Assigned task =>
Please give again, word for word, each line that falls between the line with "the black door" and the end of the data, inclusive.

Provided entries =>

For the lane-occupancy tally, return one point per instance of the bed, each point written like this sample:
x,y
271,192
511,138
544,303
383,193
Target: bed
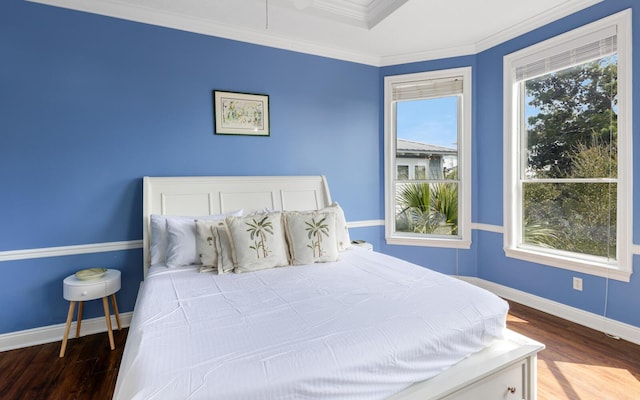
x,y
347,323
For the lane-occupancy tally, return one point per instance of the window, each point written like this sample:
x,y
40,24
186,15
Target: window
x,y
568,155
428,158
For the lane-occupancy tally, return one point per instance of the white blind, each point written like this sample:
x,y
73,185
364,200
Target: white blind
x,y
426,89
587,48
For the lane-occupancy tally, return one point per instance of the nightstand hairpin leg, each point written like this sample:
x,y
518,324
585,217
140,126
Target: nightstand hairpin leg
x,y
115,310
79,323
72,306
107,315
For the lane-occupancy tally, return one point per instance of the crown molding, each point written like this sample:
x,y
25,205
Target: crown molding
x,y
542,19
123,10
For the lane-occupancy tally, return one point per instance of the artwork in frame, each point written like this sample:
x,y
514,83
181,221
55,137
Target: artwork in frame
x,y
241,113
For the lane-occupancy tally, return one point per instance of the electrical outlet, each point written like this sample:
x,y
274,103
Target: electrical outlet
x,y
577,283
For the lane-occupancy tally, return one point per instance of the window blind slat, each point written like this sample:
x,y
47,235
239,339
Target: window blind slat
x,y
427,89
590,47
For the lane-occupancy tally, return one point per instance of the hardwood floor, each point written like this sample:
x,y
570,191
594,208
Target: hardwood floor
x,y
578,364
87,371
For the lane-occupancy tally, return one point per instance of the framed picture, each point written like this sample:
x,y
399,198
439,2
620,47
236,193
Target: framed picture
x,y
241,113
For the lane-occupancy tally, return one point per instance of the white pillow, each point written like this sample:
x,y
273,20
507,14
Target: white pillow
x,y
311,237
257,241
213,246
342,231
180,233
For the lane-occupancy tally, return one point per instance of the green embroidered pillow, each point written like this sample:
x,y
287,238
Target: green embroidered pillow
x,y
312,237
258,241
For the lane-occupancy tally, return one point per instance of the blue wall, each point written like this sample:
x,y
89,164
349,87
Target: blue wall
x,y
623,299
90,104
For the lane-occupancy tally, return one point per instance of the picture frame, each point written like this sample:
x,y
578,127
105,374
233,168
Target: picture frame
x,y
238,113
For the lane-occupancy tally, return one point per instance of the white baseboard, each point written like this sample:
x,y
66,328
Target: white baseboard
x,y
54,333
594,321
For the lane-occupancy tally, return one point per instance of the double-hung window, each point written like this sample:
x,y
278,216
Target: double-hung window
x,y
428,158
567,153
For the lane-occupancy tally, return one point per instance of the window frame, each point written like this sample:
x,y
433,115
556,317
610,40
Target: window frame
x,y
463,239
621,268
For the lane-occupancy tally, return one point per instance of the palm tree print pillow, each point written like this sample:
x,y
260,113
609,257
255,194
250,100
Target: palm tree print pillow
x,y
312,237
258,241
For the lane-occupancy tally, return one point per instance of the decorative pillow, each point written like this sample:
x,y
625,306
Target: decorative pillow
x,y
311,237
181,238
342,231
213,246
257,241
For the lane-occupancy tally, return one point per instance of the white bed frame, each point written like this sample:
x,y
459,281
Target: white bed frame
x,y
504,370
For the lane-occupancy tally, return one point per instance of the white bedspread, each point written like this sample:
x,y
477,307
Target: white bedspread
x,y
365,327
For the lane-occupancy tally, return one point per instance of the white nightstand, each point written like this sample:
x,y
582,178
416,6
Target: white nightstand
x,y
75,289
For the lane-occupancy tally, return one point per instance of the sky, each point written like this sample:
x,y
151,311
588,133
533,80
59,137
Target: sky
x,y
432,121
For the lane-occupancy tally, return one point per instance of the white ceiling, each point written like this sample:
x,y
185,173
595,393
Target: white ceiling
x,y
375,32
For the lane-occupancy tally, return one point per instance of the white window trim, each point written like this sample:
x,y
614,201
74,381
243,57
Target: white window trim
x,y
623,267
463,241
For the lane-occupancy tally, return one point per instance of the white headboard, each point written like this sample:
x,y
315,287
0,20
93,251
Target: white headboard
x,y
205,195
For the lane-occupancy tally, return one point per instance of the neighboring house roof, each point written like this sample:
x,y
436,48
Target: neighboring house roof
x,y
410,148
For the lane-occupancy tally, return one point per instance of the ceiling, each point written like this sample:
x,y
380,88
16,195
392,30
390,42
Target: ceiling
x,y
374,32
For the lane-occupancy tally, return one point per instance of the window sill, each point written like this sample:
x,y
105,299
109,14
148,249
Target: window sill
x,y
587,267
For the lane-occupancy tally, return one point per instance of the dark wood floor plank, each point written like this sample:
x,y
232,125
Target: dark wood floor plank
x,y
577,364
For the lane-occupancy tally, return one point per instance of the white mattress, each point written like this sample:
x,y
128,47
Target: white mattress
x,y
365,327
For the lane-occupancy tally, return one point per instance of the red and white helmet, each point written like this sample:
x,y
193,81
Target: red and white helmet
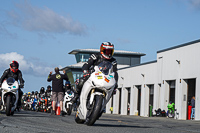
x,y
107,50
14,65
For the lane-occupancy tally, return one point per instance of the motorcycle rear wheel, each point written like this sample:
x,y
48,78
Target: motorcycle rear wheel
x,y
96,111
8,105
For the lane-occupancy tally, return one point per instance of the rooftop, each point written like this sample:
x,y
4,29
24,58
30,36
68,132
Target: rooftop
x,y
117,52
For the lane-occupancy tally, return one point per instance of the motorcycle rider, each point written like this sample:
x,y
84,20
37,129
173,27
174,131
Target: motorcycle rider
x,y
14,72
68,87
105,54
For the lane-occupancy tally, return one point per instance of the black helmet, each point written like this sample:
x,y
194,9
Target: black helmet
x,y
107,50
42,90
48,86
14,65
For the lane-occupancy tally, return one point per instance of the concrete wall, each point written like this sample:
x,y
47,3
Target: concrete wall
x,y
178,64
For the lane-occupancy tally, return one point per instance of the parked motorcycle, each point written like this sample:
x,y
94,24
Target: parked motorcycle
x,y
10,95
96,92
67,105
170,111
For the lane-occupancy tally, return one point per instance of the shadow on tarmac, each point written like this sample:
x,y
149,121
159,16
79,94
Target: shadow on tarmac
x,y
107,125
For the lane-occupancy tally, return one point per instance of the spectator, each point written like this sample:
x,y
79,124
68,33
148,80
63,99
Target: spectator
x,y
57,89
193,107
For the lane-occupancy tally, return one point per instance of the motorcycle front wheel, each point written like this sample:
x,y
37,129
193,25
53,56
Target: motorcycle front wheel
x,y
8,105
96,110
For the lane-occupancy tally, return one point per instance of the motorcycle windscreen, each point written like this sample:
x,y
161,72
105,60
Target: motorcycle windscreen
x,y
104,67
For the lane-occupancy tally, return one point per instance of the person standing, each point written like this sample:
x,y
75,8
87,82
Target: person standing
x,y
193,108
57,89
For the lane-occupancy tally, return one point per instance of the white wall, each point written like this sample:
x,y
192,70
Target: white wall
x,y
158,73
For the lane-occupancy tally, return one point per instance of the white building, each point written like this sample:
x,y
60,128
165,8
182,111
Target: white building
x,y
174,76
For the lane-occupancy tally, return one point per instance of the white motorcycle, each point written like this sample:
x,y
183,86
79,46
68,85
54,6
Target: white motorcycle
x,y
95,94
10,95
67,105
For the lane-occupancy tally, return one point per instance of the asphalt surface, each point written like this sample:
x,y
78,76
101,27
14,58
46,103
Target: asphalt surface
x,y
39,122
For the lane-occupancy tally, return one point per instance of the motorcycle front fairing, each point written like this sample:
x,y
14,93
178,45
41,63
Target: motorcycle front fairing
x,y
97,80
10,87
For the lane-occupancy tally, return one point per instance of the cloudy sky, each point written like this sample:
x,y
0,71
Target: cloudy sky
x,y
40,34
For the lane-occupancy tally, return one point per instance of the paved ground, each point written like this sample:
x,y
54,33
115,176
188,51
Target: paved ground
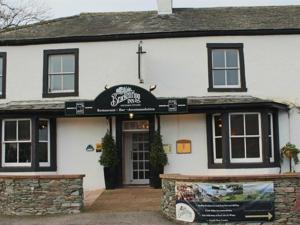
x,y
128,206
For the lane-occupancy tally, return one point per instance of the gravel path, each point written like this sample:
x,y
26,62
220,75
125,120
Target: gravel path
x,y
119,218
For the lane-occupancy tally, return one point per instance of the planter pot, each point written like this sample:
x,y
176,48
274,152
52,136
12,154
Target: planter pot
x,y
155,180
110,176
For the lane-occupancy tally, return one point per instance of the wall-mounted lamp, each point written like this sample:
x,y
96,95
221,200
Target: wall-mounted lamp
x,y
131,115
152,87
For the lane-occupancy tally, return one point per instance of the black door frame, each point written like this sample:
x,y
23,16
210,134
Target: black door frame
x,y
119,139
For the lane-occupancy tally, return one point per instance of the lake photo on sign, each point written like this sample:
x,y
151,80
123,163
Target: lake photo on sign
x,y
224,202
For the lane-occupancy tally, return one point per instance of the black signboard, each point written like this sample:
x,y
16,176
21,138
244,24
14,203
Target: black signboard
x,y
231,202
124,99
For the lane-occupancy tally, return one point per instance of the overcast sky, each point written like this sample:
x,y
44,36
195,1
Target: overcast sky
x,y
71,7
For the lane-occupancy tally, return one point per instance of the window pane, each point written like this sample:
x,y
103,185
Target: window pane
x,y
219,77
218,125
43,152
68,82
1,85
232,77
237,148
55,64
55,82
270,147
10,131
252,148
270,123
68,63
24,130
218,58
24,152
232,58
237,124
1,66
219,154
43,130
252,126
11,153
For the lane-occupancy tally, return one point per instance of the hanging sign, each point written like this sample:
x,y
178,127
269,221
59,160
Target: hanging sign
x,y
225,202
124,99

Problem solution =>
For the lane-occupancy tally, return one point per instance of the black door frame, each point written like this sample:
x,y
23,16
210,134
Target: black door frame
x,y
119,139
For the lane-occupancy tally, return one point per instance of the lake photo on sign, each point written like this sample:
x,y
151,80
123,163
Target: lake photo on sign
x,y
224,202
For the lane-occupancy tally, return one point per instance of the black signboard, each point written like this sample:
x,y
16,176
21,138
244,24
14,203
Target: black signboard
x,y
231,202
124,99
For the lane-occupancy tally, return one point per instance of the overcast sky, each point written like this sample:
x,y
44,36
195,1
Target: overcast sky
x,y
71,7
For the lane-occupancy tally, return one point per instance of the window pane, each point written like this sample:
x,y
103,185
Target: window pane
x,y
219,77
218,125
43,152
68,82
1,85
232,77
237,148
55,64
55,82
270,147
10,131
252,148
270,123
68,63
24,130
218,58
24,152
232,58
237,124
1,66
219,154
43,130
252,126
11,153
For the lane-occupancy tally, return one point per instance of the hanging sign, each point written like this sample:
x,y
178,127
269,221
59,160
Target: hanging sign
x,y
225,202
124,99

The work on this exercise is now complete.